- To do -
Repeat the entire listing exactly.

++++++

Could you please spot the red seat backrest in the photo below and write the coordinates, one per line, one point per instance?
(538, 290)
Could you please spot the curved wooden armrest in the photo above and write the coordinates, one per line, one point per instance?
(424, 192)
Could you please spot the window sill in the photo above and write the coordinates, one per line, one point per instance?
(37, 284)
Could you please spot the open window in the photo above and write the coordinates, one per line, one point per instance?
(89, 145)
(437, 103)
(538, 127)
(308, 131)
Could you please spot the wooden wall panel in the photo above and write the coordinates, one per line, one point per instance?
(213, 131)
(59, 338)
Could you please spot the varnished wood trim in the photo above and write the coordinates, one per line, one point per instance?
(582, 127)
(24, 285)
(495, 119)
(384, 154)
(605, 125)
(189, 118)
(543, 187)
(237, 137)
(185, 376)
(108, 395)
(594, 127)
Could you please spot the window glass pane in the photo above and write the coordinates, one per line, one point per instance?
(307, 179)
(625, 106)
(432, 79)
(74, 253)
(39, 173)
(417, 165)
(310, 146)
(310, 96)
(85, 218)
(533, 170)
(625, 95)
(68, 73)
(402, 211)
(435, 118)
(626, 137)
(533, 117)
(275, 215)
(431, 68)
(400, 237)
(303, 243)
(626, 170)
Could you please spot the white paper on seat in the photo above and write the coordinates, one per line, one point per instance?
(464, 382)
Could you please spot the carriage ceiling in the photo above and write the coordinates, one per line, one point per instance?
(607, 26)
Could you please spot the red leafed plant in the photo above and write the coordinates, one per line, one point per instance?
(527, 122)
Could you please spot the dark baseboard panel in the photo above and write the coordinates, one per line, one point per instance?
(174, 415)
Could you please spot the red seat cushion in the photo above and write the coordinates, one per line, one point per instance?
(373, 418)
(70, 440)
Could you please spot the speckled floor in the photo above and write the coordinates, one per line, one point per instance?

++++++

- Answer below -
Could you please spot the red seat backrest in the photo below and write the coordinates, one per line, one point per instance?
(538, 290)
Could you please spot the curved wooden armrest in the photo above and write the coordinates, one per line, one point per instance?
(424, 192)
Could you please spot the window sill in the photo above and write the coordinates, one per line, one point per instance?
(37, 284)
Could you please spot the open window in the photo above and write the coordinates, one per line, one point per instance?
(89, 145)
(437, 103)
(538, 127)
(308, 131)
Could you please spot the wooden wall panel in the photo above and write the coordinates, one per line, one point per instance?
(213, 131)
(59, 338)
Could you please spot the varnished wood trim in the photo above and write the coordinates, one per line, one point per instance?
(582, 127)
(24, 285)
(495, 119)
(384, 154)
(605, 125)
(189, 118)
(543, 187)
(237, 137)
(185, 376)
(108, 395)
(594, 127)
Could you please spot the window glass pane in the photo above and write the coordinates, one per line, one point per instance?
(307, 179)
(625, 106)
(432, 79)
(74, 253)
(39, 173)
(417, 165)
(310, 146)
(310, 96)
(85, 218)
(533, 170)
(625, 95)
(68, 73)
(402, 211)
(435, 118)
(626, 137)
(533, 117)
(275, 215)
(431, 68)
(400, 237)
(303, 243)
(626, 170)
Could you please spot the white paper on seat in the photo above and write the coordinates, one per line, one point per instance?
(464, 382)
Could you please spot the carriage ceiling in the photo above and write the coordinates, one per line, one point per instance?
(607, 26)
Could you please spot the red leafed plant in the photo above and write the coordinates, one per line, one point per instance?
(527, 122)
Could you please spot the dark baseboard panel in the photo above and write the coordinates, one per line, one point per instance?
(174, 415)
Could you please spot the red seat cushion in the photo above and write the coordinates, one per line, one point per instance?
(373, 418)
(70, 440)
Could you please spot the speckled floor in the photo above and write the coordinates, one per line, one point per instance?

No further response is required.